- WHAT IS EXPECTED
Find the lines below in which the string "blurred" occurs. Copy each one.

*** Opening TASK INPUTS ***

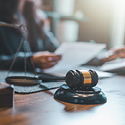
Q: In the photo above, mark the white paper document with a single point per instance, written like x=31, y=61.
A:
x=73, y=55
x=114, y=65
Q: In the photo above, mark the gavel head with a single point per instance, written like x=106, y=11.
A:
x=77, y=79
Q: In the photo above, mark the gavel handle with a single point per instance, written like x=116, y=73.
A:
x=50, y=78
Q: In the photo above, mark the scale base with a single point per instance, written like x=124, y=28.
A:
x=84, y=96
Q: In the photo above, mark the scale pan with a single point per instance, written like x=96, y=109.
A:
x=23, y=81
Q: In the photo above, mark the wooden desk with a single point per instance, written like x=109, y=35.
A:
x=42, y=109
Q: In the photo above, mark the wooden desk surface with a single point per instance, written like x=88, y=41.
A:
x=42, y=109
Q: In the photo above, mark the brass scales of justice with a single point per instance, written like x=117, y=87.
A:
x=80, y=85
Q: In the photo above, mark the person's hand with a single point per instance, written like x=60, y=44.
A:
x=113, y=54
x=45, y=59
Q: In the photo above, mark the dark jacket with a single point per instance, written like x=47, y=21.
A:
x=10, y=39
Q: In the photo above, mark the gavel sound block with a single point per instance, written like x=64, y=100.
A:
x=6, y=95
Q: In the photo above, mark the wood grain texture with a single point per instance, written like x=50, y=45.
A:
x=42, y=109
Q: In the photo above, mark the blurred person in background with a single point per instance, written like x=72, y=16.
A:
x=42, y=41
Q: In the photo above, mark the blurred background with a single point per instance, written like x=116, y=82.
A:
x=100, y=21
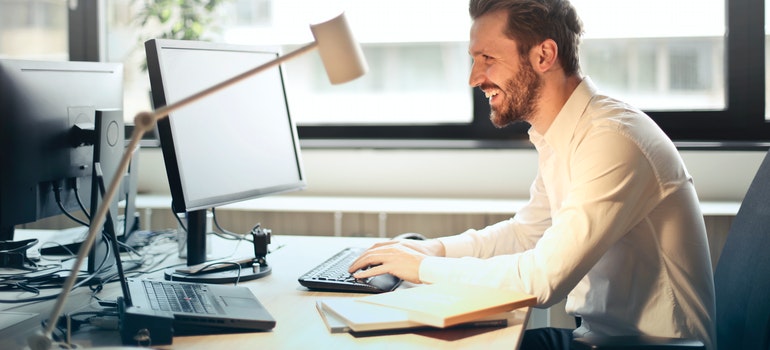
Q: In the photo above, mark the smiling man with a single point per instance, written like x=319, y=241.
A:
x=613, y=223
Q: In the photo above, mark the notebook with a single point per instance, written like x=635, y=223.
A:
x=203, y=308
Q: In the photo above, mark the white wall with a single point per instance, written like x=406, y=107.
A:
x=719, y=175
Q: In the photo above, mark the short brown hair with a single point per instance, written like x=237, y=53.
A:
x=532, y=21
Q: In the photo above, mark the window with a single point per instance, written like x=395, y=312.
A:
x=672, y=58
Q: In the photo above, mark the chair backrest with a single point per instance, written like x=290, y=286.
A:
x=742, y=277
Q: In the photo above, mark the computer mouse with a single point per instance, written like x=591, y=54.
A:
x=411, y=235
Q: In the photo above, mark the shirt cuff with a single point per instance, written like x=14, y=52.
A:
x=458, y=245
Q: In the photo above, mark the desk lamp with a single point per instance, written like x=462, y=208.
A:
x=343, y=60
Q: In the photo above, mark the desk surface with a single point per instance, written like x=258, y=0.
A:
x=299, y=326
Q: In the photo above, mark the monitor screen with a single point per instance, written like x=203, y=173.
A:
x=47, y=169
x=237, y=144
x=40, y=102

*** Closing TASK INPUTS ***
*** Opening TASK INPUTS ***

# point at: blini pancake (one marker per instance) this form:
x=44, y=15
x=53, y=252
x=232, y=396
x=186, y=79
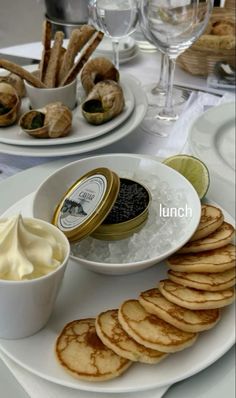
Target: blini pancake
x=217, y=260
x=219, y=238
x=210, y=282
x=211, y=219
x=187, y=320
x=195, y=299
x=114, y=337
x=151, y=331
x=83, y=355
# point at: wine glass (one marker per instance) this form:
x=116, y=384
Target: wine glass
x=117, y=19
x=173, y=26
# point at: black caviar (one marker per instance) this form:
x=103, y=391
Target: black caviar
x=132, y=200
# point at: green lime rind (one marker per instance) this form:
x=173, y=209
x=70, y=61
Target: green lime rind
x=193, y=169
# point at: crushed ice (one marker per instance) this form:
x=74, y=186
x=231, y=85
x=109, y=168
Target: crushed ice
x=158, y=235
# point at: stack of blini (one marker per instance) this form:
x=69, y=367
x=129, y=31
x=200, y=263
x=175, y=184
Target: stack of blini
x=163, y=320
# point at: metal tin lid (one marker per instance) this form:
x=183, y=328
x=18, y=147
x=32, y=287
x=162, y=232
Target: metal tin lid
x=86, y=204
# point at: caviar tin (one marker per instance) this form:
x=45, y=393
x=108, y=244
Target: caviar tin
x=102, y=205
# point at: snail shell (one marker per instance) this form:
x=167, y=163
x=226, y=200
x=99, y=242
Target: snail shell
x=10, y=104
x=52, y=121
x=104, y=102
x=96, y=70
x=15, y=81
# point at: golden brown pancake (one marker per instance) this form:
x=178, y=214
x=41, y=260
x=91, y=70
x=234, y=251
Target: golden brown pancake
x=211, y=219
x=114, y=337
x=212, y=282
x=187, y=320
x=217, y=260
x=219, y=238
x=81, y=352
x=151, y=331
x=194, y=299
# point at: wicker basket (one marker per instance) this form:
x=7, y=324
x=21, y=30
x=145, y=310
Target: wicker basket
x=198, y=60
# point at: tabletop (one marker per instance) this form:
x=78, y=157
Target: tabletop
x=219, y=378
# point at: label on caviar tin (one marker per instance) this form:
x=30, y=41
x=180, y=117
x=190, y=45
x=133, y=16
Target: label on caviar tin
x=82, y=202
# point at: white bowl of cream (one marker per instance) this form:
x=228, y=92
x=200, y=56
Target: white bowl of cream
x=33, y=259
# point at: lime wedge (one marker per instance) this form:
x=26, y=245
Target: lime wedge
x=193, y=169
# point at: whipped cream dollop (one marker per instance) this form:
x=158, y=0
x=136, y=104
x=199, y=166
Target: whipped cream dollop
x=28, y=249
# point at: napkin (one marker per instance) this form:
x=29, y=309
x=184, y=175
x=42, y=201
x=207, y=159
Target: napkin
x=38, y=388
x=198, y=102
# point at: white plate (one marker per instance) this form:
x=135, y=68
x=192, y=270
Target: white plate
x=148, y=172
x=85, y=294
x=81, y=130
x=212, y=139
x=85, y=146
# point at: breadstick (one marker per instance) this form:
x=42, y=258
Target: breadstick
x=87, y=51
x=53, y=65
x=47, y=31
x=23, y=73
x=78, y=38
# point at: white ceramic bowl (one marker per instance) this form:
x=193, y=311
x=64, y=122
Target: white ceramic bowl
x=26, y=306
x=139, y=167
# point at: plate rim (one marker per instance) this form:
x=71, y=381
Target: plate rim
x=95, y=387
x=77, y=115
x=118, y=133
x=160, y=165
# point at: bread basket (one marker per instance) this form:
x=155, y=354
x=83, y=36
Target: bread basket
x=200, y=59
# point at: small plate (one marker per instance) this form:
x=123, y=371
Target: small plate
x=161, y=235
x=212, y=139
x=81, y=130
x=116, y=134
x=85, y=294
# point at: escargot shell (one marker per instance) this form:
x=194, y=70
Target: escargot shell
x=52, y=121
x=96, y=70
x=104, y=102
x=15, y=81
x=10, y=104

*** Closing TASK INPUTS ***

- RESPONSE TO THE TASK
Q: In the photo above, mark the blurred person in background with a single point per instance, written like x=72, y=16.
Q: In the photo above, mark the blurred background with a single point per instance, written like x=116, y=82.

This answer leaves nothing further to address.